◆ Aim of the task ◆
Pick out each line of the rows below that contains the string "target", and copy those lines without any change.

◆ The input ◆

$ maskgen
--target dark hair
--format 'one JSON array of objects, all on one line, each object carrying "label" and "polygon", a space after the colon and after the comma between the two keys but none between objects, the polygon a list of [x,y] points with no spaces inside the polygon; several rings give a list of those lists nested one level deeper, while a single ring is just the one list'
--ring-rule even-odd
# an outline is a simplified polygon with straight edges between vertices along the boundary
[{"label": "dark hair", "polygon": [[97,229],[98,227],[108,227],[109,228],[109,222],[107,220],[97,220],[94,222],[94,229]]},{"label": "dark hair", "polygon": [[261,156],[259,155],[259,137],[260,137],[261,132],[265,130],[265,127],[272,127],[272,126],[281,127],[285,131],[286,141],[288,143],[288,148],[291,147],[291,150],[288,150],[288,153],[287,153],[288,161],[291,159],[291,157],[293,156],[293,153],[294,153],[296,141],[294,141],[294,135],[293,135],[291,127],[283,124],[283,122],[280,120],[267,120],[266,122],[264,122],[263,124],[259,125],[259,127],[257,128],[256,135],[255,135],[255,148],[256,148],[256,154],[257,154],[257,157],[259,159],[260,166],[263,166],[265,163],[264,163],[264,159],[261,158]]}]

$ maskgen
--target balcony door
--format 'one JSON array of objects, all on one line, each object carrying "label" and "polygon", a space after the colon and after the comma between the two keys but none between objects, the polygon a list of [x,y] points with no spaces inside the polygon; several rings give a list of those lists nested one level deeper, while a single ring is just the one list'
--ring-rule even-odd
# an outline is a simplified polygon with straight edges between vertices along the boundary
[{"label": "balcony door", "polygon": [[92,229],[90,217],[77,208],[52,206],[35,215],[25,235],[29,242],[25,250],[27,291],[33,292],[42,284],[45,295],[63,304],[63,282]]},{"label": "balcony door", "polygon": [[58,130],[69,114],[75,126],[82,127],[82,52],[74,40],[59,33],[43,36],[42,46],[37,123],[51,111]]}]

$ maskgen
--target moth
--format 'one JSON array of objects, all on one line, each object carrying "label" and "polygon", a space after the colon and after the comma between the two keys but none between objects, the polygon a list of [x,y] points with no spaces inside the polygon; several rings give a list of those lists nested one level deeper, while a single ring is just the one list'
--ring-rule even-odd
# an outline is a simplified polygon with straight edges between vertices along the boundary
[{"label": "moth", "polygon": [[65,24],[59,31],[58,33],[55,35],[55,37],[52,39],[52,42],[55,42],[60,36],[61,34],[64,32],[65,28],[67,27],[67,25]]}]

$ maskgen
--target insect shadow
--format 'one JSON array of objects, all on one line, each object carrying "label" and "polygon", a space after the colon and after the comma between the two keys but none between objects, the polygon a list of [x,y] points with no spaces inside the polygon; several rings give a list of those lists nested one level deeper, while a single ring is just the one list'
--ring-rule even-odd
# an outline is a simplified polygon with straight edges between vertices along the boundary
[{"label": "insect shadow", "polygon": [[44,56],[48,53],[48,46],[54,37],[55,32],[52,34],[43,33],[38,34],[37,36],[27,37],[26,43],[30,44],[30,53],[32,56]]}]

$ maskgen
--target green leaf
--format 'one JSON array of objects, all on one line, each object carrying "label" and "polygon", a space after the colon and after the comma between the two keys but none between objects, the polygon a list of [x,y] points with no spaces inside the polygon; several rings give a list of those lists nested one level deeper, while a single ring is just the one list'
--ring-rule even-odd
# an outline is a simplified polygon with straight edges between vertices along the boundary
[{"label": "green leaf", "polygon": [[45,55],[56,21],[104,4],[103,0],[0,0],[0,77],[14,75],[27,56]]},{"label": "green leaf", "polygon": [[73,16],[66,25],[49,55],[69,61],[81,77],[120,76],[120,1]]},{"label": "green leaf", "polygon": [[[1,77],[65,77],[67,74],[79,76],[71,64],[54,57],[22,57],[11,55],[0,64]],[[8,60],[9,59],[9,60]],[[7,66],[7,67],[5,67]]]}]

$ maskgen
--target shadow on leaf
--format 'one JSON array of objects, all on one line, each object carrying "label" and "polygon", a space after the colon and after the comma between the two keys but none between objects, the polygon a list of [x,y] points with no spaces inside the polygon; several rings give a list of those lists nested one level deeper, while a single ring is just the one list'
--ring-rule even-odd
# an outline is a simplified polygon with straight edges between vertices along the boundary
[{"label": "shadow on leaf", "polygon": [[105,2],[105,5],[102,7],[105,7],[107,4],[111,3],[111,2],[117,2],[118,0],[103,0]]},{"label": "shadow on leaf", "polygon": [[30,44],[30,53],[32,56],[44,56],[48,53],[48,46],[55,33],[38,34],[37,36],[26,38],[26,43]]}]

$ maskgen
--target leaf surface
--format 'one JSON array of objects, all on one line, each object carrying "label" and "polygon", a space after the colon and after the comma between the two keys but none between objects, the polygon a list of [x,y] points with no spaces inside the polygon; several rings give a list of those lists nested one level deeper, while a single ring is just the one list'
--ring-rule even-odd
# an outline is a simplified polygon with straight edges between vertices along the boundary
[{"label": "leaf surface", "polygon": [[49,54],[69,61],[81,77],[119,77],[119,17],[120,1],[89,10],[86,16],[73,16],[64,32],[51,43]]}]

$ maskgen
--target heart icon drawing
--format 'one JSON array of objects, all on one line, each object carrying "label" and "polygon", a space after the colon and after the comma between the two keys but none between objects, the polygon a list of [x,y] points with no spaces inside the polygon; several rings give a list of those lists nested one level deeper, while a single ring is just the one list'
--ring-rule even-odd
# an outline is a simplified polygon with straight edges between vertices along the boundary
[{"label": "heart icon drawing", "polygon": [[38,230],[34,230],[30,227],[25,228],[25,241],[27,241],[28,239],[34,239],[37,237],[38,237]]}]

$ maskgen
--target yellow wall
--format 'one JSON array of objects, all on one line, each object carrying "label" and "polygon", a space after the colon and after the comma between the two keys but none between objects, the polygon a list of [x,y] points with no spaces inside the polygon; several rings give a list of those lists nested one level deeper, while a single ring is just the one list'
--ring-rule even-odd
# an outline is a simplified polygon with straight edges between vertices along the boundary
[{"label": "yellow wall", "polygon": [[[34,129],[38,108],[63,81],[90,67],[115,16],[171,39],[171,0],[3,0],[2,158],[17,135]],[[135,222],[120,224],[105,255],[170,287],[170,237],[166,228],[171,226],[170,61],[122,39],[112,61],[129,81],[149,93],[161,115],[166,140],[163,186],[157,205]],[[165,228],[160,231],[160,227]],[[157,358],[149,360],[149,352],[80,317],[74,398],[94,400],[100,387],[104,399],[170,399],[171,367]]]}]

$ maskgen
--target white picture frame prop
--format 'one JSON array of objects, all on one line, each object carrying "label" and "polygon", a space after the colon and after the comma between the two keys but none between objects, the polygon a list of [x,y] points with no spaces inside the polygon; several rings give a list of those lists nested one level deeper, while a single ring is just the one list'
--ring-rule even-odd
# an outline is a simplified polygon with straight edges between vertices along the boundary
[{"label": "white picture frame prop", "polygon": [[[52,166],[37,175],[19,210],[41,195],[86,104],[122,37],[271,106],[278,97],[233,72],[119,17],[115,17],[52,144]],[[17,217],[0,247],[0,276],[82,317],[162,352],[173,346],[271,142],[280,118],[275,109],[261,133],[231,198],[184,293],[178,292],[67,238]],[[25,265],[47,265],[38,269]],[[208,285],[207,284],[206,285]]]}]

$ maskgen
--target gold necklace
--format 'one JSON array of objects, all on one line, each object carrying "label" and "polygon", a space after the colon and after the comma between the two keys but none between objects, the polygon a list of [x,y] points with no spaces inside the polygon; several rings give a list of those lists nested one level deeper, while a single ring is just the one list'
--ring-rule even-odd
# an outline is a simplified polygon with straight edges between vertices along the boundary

◆ The output ◆
--target dark hair
--target balcony door
--target moth
--target insect shadow
--target green leaf
--target shadow on leaf
--target leaf surface
--target heart icon drawing
--target yellow wall
--target white picture frame prop
--target gold necklace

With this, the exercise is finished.